Actions to take:
a. List the groups of emergency responders that the Libya flood report says were digging through rubble to recover the dead.
b. Resume the Libya flood report after its final sentence.

Extract provided:
After more than a decade of chaos, Libya remains divided between two rival administrations: one in the east and one in the west, each backed by different militias and foreign governments. The conflict has left the oil-rich North African country with crumbling and inadequate infrastructure.

The Libyan Red Crescent said early Tuesday that its teams counted more than 300 people dead in Derna, which authorities have declared a disaster zone.

More bodies were still under the rubble in the city’s neighborhoods, or washed away to the sea, according to eastern Libya's health minister, Othman Abduljaleel.

Derna residents posted videos online showing major devastation. Entire residential blocks were erased along Wadi Derna, a river that runs down from the mountains through the city center. Multi-story apartment buildings that once stood well back from the river were partially collapsed into mud.

Abduljaleel said the city was inaccessible and bodies were scattered all over, according to Libya’s state-run news agency. He said there wasn’t an exact death toll as of Monday night in Derna, but that the tally is expected to exceed 2,000 as search teams combed through the rubble.

“The situation was more significant and worse than we expected. … An international intervention is needed,” he was quoted as saying.

Emergency responders, including troops, government workers, volunteers and residents were digging through rubble to recover the dead. They also used inflatable boats to retrieve bodies from the water. Excavators and other equipment have yet to arrive in Derna.

Many residents described scenes of chaos when floods hit the center. They heard loud explosions at night and realized that dams outside the city collapsed, sending a wall of water that “erased everything in its way,” said Ahmed Abdalla, a Derna resident.

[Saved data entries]

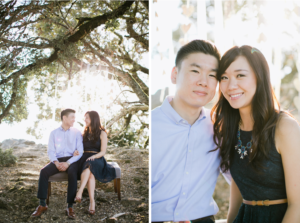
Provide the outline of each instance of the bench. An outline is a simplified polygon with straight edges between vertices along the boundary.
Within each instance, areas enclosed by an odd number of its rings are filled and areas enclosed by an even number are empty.
[[[118,195],[118,200],[121,200],[121,169],[115,162],[108,162],[107,163],[110,164],[115,168],[116,170],[116,175],[117,178],[113,180],[113,186],[115,188],[115,193],[117,193]],[[51,196],[51,182],[58,182],[62,181],[68,181],[68,174],[65,171],[60,172],[56,174],[54,174],[49,177],[48,181],[48,195],[47,196],[47,200],[46,203],[47,205],[49,205],[49,197]]]

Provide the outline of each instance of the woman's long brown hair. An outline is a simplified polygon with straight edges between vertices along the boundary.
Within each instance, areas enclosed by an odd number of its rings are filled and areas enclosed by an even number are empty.
[[[91,130],[92,134],[91,137],[93,137],[93,143],[95,143],[98,141],[98,139],[100,137],[100,134],[101,131],[104,131],[106,132],[106,130],[101,124],[100,121],[100,117],[98,112],[95,111],[89,111],[87,112],[84,115],[88,114],[91,119]],[[84,141],[86,141],[88,140],[88,133],[89,132],[90,127],[85,126],[83,134],[82,135],[83,140]]]
[[[275,127],[280,116],[280,105],[271,85],[270,70],[267,61],[258,50],[250,46],[234,47],[224,54],[220,62],[217,78],[220,82],[221,75],[232,62],[239,57],[248,62],[256,77],[256,91],[250,106],[251,118],[254,123],[253,138],[249,154],[250,165],[260,172],[262,160],[267,157],[272,144],[274,143]],[[213,140],[220,149],[222,158],[221,167],[223,171],[229,169],[237,141],[237,133],[240,118],[238,109],[233,108],[223,95],[219,86],[218,100],[211,114],[214,121]]]

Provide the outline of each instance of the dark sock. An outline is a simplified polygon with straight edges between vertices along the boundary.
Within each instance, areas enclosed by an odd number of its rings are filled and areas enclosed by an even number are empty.
[[[40,205],[45,207],[46,206],[46,199],[40,198]]]

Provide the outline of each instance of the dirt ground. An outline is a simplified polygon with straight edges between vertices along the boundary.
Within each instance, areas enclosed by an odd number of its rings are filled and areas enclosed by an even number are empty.
[[[40,217],[29,217],[39,205],[36,197],[40,169],[49,162],[47,146],[24,140],[4,140],[0,147],[12,147],[18,163],[0,167],[0,223],[10,222],[148,222],[149,221],[149,154],[148,150],[108,147],[108,161],[121,168],[121,201],[118,200],[112,181],[96,183],[96,212],[88,214],[87,190],[80,204],[74,204],[76,219],[68,218],[67,182],[51,183],[48,211]],[[78,181],[78,188],[80,181]]]
[[[230,186],[223,176],[221,175],[218,177],[213,193],[213,199],[219,209],[218,213],[214,216],[216,220],[226,219],[227,218],[229,206]]]

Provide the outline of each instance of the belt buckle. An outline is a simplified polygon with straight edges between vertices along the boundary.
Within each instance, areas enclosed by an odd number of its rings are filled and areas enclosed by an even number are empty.
[[[265,200],[264,201],[254,201],[254,200],[252,200],[252,201],[256,202],[256,203],[255,205],[253,205],[253,206],[256,206],[256,205],[257,205],[258,206],[269,206],[269,205],[265,204],[263,203],[263,202],[265,201],[269,201],[269,200]]]

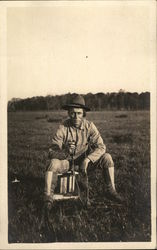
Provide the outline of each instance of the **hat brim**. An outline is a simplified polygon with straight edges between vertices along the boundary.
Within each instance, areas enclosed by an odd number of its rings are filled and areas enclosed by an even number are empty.
[[[65,110],[69,110],[70,108],[82,108],[86,111],[90,111],[90,108],[88,108],[87,106],[84,106],[84,105],[80,105],[80,104],[66,104],[66,105],[62,106],[62,108]]]

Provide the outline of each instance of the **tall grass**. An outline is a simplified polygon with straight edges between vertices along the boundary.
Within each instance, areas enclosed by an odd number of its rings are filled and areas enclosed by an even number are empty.
[[[65,112],[8,113],[8,239],[13,242],[51,242],[52,232],[40,228],[47,151]],[[38,118],[36,118],[38,117]],[[39,119],[42,118],[42,119]],[[150,241],[150,114],[148,111],[90,112],[115,163],[115,182],[126,205],[110,204],[104,196],[100,169],[89,173],[91,199],[104,201],[78,211],[80,216],[52,219],[60,242]],[[57,157],[58,155],[54,155]],[[15,178],[19,182],[12,182]],[[105,213],[105,204],[110,212]],[[70,204],[69,204],[70,205]]]

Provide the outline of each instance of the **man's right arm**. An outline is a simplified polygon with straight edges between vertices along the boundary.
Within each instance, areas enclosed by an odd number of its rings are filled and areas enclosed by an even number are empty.
[[[65,138],[65,127],[64,125],[60,125],[51,140],[51,145],[49,148],[49,158],[53,158],[55,152],[56,153],[62,152],[62,154],[65,156],[66,150],[63,148],[64,138]]]

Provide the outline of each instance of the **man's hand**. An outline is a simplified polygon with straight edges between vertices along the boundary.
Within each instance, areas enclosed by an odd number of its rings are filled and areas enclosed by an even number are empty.
[[[90,160],[88,158],[85,158],[84,161],[82,162],[80,168],[83,174],[87,174],[87,168]]]

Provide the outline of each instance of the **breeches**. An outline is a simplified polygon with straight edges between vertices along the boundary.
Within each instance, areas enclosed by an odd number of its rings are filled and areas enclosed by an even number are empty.
[[[82,159],[83,160],[83,159]],[[75,164],[81,165],[81,161],[76,160]],[[110,154],[103,154],[95,163],[90,162],[88,169],[101,168],[104,173],[105,182],[112,182],[114,187],[114,163]],[[70,169],[70,163],[68,160],[52,159],[45,174],[45,195],[46,197],[52,197],[54,189],[57,185],[57,175],[66,173]],[[106,171],[108,169],[108,171]],[[107,173],[107,174],[106,174]]]

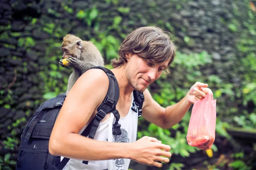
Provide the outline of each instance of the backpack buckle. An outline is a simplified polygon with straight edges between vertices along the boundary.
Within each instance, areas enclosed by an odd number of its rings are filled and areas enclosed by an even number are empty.
[[[113,135],[120,135],[122,134],[122,131],[121,131],[121,124],[117,123],[116,122],[114,124],[113,124]]]
[[[138,107],[139,104],[138,104],[138,103],[136,102],[135,101],[134,101],[134,102],[132,103],[132,107],[131,107],[131,109],[135,112],[137,112],[138,111]]]
[[[53,107],[58,107],[58,106],[62,106],[62,104],[63,104],[63,101],[58,101],[57,102],[55,102],[54,104],[54,105],[53,105]]]
[[[104,104],[107,104],[110,107],[112,107],[113,104],[114,104],[114,101],[113,101],[113,100],[109,98],[109,97],[108,97],[108,96],[107,98],[107,100],[106,100],[106,101],[104,102]]]
[[[144,101],[145,100],[145,98],[143,94],[140,94],[140,100],[141,100],[141,101]]]
[[[100,121],[102,120],[106,114],[107,113],[105,112],[101,109],[98,112],[96,115],[95,115],[95,117],[97,120]]]
[[[138,117],[140,118],[141,117],[141,114],[142,114],[142,109],[140,109],[138,112]]]

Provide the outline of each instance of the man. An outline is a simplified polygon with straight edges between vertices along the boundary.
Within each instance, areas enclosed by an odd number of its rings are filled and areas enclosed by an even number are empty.
[[[142,116],[169,128],[181,120],[195,100],[205,96],[208,85],[197,82],[181,101],[166,108],[153,99],[147,87],[168,69],[175,55],[176,47],[167,34],[155,27],[136,29],[121,44],[119,59],[111,61],[111,71],[119,87],[116,106],[122,132],[119,139],[111,133],[112,113],[101,121],[95,140],[79,135],[95,116],[109,81],[105,72],[98,69],[87,71],[77,80],[67,96],[49,143],[51,154],[72,158],[64,169],[128,170],[130,159],[157,167],[163,166],[160,161],[169,162],[170,146],[150,137],[136,141],[138,114],[131,109],[133,90],[143,92],[145,95]],[[89,161],[88,164],[83,164],[82,160]]]

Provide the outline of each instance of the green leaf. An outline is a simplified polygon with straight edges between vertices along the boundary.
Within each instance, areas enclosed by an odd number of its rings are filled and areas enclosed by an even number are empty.
[[[89,14],[89,18],[91,20],[94,20],[98,16],[98,10],[96,7],[93,8]]]
[[[180,154],[182,157],[189,157],[189,153],[184,149],[181,149],[180,151]]]
[[[54,92],[48,92],[45,93],[43,96],[43,98],[46,100],[49,100],[50,98],[55,97],[57,96]]]
[[[252,113],[249,116],[250,120],[253,122],[253,124],[256,125],[256,114]]]
[[[121,23],[121,21],[122,21],[122,17],[121,17],[119,16],[117,16],[115,17],[114,18],[114,20],[113,22],[113,25],[116,26],[117,26],[118,25],[119,25],[120,23]]]
[[[5,162],[8,162],[9,161],[9,159],[11,157],[11,154],[10,153],[6,154],[4,156],[4,161]]]
[[[78,19],[81,20],[87,15],[87,13],[84,12],[84,11],[83,10],[80,10],[77,13],[76,13],[76,17]]]
[[[184,41],[185,41],[186,43],[189,43],[189,42],[190,38],[188,36],[184,37]]]
[[[128,7],[119,7],[117,9],[119,12],[123,14],[128,14],[130,12],[130,8]]]

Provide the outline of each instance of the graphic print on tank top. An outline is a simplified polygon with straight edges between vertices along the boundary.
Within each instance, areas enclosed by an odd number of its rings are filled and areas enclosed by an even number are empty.
[[[130,139],[128,138],[128,133],[124,129],[121,129],[122,133],[120,135],[114,135],[113,137],[113,142],[128,143]],[[108,139],[106,139],[108,141]],[[116,170],[123,170],[125,167],[125,159],[113,159],[113,163]]]

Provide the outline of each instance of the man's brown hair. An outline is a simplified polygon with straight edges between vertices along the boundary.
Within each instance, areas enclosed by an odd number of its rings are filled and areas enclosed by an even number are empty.
[[[136,29],[123,41],[119,50],[119,58],[111,60],[114,68],[126,63],[125,55],[136,54],[145,61],[159,64],[170,60],[173,61],[177,48],[172,41],[170,34],[155,26]],[[167,72],[169,72],[167,69]]]

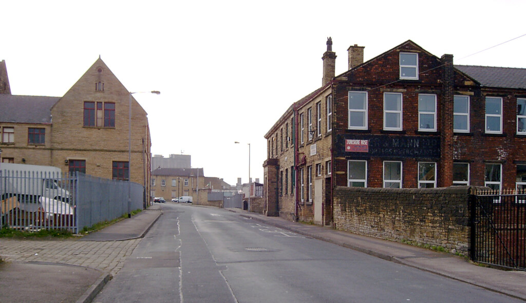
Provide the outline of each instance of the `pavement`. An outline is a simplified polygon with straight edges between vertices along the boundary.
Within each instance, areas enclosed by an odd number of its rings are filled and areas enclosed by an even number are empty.
[[[228,210],[262,223],[526,301],[526,271],[482,267],[452,254],[237,208]],[[2,239],[0,256],[4,262],[0,263],[0,302],[92,302],[112,275],[122,268],[161,215],[160,206],[154,205],[131,219],[73,241]]]

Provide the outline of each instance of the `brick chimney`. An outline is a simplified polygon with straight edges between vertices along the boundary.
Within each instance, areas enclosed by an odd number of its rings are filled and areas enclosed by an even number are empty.
[[[355,44],[349,47],[347,53],[349,54],[349,69],[363,63],[363,48],[365,46],[358,46]]]
[[[327,38],[327,51],[323,53],[321,59],[323,60],[323,77],[321,79],[323,86],[332,80],[336,70],[336,53],[332,52],[332,39],[330,37]]]

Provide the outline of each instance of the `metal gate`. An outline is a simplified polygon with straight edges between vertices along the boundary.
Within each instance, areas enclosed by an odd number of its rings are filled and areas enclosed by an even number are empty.
[[[526,270],[526,193],[481,191],[471,207],[471,259]]]

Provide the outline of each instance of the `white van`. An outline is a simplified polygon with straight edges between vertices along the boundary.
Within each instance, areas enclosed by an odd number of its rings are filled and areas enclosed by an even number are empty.
[[[183,203],[192,203],[192,197],[190,196],[183,196],[182,197],[179,197],[178,202],[183,202]]]

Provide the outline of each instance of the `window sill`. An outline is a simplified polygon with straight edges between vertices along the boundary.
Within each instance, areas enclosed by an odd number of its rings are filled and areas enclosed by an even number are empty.
[[[407,132],[403,130],[386,130],[385,129],[382,129],[380,131],[380,134],[401,134],[402,135],[405,135]]]
[[[487,133],[483,133],[482,134],[482,137],[507,137],[508,135],[505,133],[502,134],[488,134]]]
[[[453,136],[469,136],[469,137],[473,137],[473,133],[463,133],[463,132],[462,132],[462,133],[459,133],[459,132],[453,132]]]

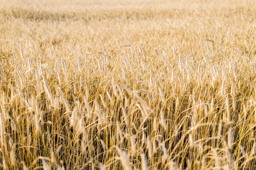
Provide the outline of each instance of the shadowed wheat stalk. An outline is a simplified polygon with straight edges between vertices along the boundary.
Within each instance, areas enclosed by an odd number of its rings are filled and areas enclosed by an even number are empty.
[[[0,0],[0,169],[256,168],[250,0]]]

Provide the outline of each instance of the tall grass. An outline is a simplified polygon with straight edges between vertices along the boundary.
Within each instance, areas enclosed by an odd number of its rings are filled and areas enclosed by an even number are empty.
[[[0,169],[256,168],[253,2],[1,1]]]

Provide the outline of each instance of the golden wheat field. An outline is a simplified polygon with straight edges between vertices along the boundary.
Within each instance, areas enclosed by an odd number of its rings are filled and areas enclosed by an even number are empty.
[[[256,3],[0,0],[0,170],[256,168]]]

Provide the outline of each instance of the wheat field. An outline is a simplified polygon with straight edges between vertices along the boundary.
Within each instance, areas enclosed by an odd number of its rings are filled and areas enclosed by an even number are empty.
[[[0,0],[0,170],[256,168],[256,4]]]

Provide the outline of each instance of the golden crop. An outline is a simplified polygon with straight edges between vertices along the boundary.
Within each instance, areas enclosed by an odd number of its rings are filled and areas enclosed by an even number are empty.
[[[0,169],[256,168],[253,0],[0,0]]]

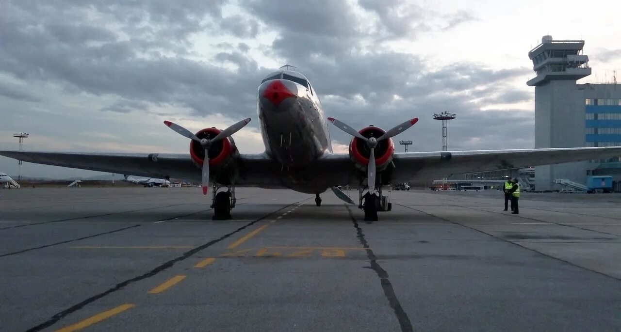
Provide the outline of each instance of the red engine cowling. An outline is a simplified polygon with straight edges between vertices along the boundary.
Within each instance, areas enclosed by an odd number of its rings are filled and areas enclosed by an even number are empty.
[[[379,138],[386,133],[386,130],[373,126],[363,128],[358,132],[365,137]],[[354,137],[350,143],[350,158],[358,169],[366,170],[369,164],[369,157],[371,150],[366,143],[362,140]],[[384,140],[378,142],[375,147],[375,164],[378,171],[383,171],[392,160],[392,154],[394,153],[394,143],[392,138]]]
[[[196,133],[199,138],[212,139],[222,132],[215,128],[206,128]],[[212,167],[222,167],[230,163],[233,157],[238,153],[235,141],[231,137],[226,137],[224,140],[214,142],[209,148],[209,166]],[[192,140],[190,141],[190,156],[197,166],[202,166],[205,159],[205,149],[201,143]]]

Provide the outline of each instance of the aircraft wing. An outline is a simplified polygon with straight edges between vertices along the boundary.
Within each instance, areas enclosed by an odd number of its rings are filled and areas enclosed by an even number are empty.
[[[183,179],[201,182],[201,169],[189,154],[82,153],[0,151],[0,156],[29,163],[89,169],[157,179]],[[276,174],[281,170],[265,153],[240,155],[238,186],[284,187]]]
[[[621,156],[621,147],[396,153],[395,181],[521,168]],[[586,174],[585,174],[586,175]]]
[[[0,151],[0,155],[37,164],[148,177],[201,177],[200,169],[194,166],[189,155],[185,154]]]

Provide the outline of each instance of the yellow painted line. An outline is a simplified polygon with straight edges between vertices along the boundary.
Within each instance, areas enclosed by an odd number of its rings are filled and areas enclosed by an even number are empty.
[[[168,281],[160,285],[159,286],[149,290],[150,294],[157,294],[158,293],[161,293],[162,292],[168,289],[171,286],[174,285],[175,284],[179,282],[179,281],[186,279],[185,276],[175,276],[172,278],[168,279]]]
[[[72,332],[73,331],[78,331],[78,330],[82,330],[84,328],[89,326],[96,323],[99,323],[106,318],[109,318],[112,316],[120,313],[127,309],[133,308],[135,305],[131,303],[125,303],[124,305],[119,305],[116,308],[113,308],[109,310],[97,313],[97,315],[86,318],[82,321],[76,323],[73,325],[69,325],[68,326],[65,326],[60,330],[57,330],[56,332]]]
[[[290,247],[290,246],[274,246],[265,247],[268,249],[322,249],[326,250],[365,250],[363,248],[359,247]]]
[[[194,266],[194,267],[198,267],[199,269],[201,267],[204,267],[205,266],[207,266],[207,265],[214,262],[214,261],[215,260],[215,258],[206,258],[202,261],[201,261],[200,262],[196,263],[196,265]]]
[[[188,249],[191,246],[74,246],[74,249]]]
[[[265,229],[266,227],[267,227],[269,225],[270,225],[269,224],[265,224],[261,226],[261,227],[259,227],[258,228],[251,231],[250,233],[248,233],[243,238],[229,245],[229,246],[227,247],[227,249],[233,249],[235,248],[237,248],[238,246],[245,242],[247,240],[248,240],[248,239],[254,236],[255,235],[256,235],[257,234],[259,233],[260,231],[263,230],[264,229]]]

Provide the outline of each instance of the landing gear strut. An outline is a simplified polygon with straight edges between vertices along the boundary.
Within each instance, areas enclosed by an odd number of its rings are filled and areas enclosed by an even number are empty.
[[[390,202],[388,197],[382,194],[381,187],[377,188],[376,192],[367,192],[363,195],[362,193],[366,188],[365,186],[361,186],[358,189],[360,204],[358,207],[365,210],[365,222],[376,222],[378,212],[390,211],[392,209],[392,204]]]
[[[218,192],[220,187],[214,185],[213,196],[211,199],[211,207],[214,209],[213,220],[226,220],[231,218],[231,210],[235,207],[235,187],[227,186],[227,191]]]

Expected responses:
a. Troops, government workers, volunteers and residents.

b.
The storm hit other areas in eastern Libya, including the town of Bayda, where about 50 people were reported dead. The Medical Center of Bayda, the main hospital, was flooded and patients had to be evacuated, according to footage shared by the center on Facebook.

Other towns that suffered, included Susa, Marj and Shahatt, according to the government. Hundreds of families were displaced and took shelter in schools and other government buildings in the city of Benghazi and elsewhere in eastern Libya.

Northeast Libya is one of the country’s most fertile and green regions. The Jabal al-Akhdar area -- where Bayda, Marj and Shahatt are located -- has one of the country’s highest average annual rainfalls, according to the World Bank.

Known for its white-painted houses and palm gardens, Derna is about 900 kilometers (560 miles) east of the capital of Tripoli. It is controlled by the forces of powerful military commander Khalifa Hifter, who is allied with the east Libya government. The rival government in west Libya, based in Tripoli, is allied with other armed groups.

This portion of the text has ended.